**Texto proporcionado**
A la par de la atención de ese cúmulo de alertas tempranas, se vienen desarrollando dos grandes estrategias de seguridad en el país: el Plan Bicentenario Héroes de la Libertad, impulsado desde el Comando General de las Fuerzas Militares; y el Plan Estratégico Institucional 2019-2022 Colombia Bicentenaria Seguridad con Legalidad, bajo la responsabilidad de la Policía Nacional. (Ver respuestas completas)
Entre ambas estrategias se desarrollan 16 operaciones de gran envergadura que buscan hacerle frente a diversos factores de criminalidad en el país que atentan contra la seguridad ciudadana. ¿Pero sí son efectivas?
Bajo miradas críticas
El Decreto 2124 de 2017, expedido bajo el Acuerdo de Paz buscaba darle más herramientas al SAT de la Defensoría del Pueblo para que sus alertas tempranas e informes de riesgo tuvieran una mejor reacción interinstitucional y, de esa manera, proteger a las comunidades vulnerables.
Una de las estrategias consignadas en esa norma para cumplir con los objetivos de una alerta rápida es la de “realizar actividades de seguimiento tendientes a examinar el efecto de las medidas adoptadas y la evolución del riesgo advertido”. Para ello, el SAT comenzó a emitir informes de consumación que contienen hechos advertidos y cuya ocurrencia se concretó sin que se tomaran medidas efectivas para evitarlos.
Desde el 18 de diciembre de 2017 a la fecha, esa entidad del Ministerio Público ha emitido 675 informes de consumación. Si, como dice el Ministerio de Defensa, ha atendido 176 alertas tempranas, el cruce de datos indica que por cada alerta temprana se consuman 3,8 hechos advertidos, entre ellos homicidios selectivos, masacres, desplazamientos forzados, confinamientos y reclutamientos forzados de niños, niñas y jóvenes. ¿Por qué no se evitan?

**Extracto del conjunto de datos**
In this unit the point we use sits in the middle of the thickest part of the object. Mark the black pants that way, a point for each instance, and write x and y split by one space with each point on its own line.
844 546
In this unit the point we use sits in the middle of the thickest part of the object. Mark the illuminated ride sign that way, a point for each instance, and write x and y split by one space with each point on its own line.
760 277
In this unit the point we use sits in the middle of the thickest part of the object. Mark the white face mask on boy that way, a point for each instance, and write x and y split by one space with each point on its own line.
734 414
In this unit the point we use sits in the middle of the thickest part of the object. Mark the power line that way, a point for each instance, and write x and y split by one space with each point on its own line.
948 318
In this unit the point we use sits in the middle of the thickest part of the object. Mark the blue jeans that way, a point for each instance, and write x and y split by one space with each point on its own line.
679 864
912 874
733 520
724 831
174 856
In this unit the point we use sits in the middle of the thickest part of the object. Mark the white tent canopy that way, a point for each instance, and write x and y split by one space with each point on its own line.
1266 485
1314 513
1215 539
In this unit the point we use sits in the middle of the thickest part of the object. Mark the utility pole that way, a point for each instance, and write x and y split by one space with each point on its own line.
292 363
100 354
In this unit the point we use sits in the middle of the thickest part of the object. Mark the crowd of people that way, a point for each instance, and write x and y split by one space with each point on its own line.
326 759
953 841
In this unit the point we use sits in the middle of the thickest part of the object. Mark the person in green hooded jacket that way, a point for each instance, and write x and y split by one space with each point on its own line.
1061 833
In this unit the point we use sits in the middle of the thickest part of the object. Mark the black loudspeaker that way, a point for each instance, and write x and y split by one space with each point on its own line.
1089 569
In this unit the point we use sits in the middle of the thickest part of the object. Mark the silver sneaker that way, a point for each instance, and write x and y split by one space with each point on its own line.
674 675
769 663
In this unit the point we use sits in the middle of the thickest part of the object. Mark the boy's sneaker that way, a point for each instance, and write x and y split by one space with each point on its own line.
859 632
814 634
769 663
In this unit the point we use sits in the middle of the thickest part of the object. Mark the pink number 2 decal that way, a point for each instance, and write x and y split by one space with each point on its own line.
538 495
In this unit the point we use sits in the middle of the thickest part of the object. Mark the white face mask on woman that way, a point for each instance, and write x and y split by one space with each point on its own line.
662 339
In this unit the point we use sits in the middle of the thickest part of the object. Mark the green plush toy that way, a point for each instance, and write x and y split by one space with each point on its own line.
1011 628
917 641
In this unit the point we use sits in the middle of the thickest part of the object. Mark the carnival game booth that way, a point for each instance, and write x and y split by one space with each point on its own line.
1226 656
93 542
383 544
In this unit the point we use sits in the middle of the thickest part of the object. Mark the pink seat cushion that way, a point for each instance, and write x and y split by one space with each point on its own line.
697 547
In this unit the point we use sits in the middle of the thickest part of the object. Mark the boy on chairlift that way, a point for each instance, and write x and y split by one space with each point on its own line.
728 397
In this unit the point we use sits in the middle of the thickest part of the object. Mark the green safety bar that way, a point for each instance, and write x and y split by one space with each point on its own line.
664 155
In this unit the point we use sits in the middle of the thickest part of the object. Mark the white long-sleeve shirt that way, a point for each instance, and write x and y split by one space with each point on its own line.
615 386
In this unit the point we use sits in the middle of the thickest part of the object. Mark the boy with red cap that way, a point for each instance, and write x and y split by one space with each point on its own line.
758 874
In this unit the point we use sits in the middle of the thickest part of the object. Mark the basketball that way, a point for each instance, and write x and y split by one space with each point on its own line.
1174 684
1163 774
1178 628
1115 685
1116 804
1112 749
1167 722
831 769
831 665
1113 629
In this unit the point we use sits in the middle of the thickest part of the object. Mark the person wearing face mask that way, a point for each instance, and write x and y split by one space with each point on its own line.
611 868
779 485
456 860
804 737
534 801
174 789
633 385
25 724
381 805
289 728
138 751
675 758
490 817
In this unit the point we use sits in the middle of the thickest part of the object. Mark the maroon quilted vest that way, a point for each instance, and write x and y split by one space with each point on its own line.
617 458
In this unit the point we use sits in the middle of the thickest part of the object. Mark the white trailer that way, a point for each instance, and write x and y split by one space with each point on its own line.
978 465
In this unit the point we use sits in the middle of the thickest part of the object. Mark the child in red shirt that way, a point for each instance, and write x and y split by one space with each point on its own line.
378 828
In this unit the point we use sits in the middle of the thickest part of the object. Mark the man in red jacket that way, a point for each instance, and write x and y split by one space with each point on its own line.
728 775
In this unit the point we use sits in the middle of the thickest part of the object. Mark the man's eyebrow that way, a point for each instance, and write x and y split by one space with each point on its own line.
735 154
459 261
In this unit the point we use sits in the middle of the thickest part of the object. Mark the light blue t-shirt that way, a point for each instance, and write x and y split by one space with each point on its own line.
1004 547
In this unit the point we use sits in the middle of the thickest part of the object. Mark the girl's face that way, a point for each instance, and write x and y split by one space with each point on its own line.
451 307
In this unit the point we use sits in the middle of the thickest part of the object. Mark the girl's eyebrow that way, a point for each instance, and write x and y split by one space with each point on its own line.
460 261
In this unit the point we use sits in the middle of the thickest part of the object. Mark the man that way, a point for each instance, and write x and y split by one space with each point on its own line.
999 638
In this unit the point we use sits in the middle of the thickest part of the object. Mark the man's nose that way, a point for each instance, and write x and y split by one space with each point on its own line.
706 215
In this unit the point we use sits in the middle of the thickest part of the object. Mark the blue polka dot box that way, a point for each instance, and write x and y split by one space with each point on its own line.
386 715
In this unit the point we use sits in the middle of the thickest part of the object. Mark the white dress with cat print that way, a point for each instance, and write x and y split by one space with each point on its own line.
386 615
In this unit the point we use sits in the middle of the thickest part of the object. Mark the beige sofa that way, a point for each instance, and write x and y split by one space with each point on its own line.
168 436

**Requisitos del ejercicio**
1 – Imprime todo lo que va en el texto sobre las alertas tempranas desde "Una de las estrategias" hasta "no se evitan?".
2 – Según el texto sobre las alertas tempranas, ¿con qué fin comenzó el SAT a emitir informes de consumación? Responde en una a tres oraciones.
3 – Indica si cada afirmación coincide con el texto sobre las alertas tempranas y cita las palabras del texto que lo deciden: (a) El Plan Estratégico Institucional 2019-2022 está a cargo de la Policía Nacional. (b) Entre las dos estrategias se desarrollan 20 operaciones. (c) El Plan Bicentenario Héroes de la Libertad fue impulsado desde la Defensoría del Pueblo.
Para responder, apóyate solo en el texto sobre las alertas tempranas.

**Resultados**
1 –
Una de las estrategias consignadas en esa norma para cumplir con los objetivos de una alerta rápida es la de “realizar actividades de seguimiento tendientes a examinar el efecto de las medidas adoptadas y la evolución del riesgo advertido”. Para ello, el SAT comenzó a emitir informes de consumación que contienen hechos advertidos y cuya ocurrencia se concretó sin que se tomaran medidas efectivas para evitarlos.
Desde el 18 de diciembre de 2017 a la fecha, esa entidad del Ministerio Público ha emitido 675 informes de consumación. Si, como dice el Ministerio de Defensa, ha atendido 176 alertas tempranas, el cruce de datos indica que por cada alerta temprana se consuman 3,8 hechos advertidos, entre ellos homicidios selectivos, masacres, desplazamientos forzados, confinamientos y reclutamientos forzados de niños, niñas y jóvenes. ¿Por qué no se evitan?

2 – El SAT comenzó a emitirlos para cumplir una de las estrategias consignadas en el Decreto 2124 de 2017, que consiste en realizar actividades de seguimiento tendientes a examinar el efecto de las medidas adoptadas y la evolución del riesgo advertido.

3 –
(a) Sí: "bajo la responsabilidad de la Policía Nacional".
(b) No: "Entre ambas estrategias se desarrollan 16 operaciones de gran envergadura".
(c) No: "impulsado desde el Comando General de las Fuerzas Militares".